*** Records provided ***

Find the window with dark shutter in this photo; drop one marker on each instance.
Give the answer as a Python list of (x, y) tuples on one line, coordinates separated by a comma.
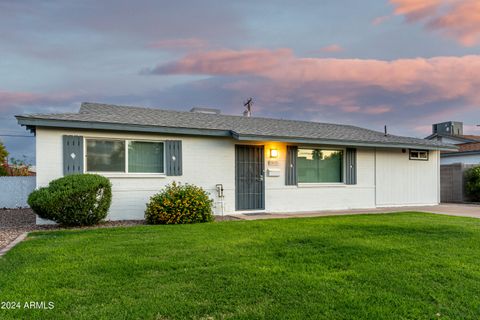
[(173, 157), (72, 154)]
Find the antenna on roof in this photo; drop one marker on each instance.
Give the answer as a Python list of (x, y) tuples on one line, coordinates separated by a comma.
[(248, 105)]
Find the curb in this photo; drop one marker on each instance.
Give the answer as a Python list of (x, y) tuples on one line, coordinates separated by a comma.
[(12, 244)]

***

--- Task directions ---
Copy the material verbatim. The pictures are not part of the copy.

--- Answer to this exercise ---
Find the window with dark shutter in this photo; drop one marker on each instance.
Give the answer as a Python list of (x, y) tuples on one line, coordinates separated by a comma.
[(173, 157), (72, 154)]
Find the antenna on roof in this photo; drop one marker on each instance.
Give the answer as a Python list of (x, y) tuples on one line, coordinates separated by a comma.
[(248, 105)]
Find the curb in this photo; drop one marker on each instance.
Give the answer as a Python list of (x, y) tuples on one line, coordinates separated by a comma.
[(12, 244)]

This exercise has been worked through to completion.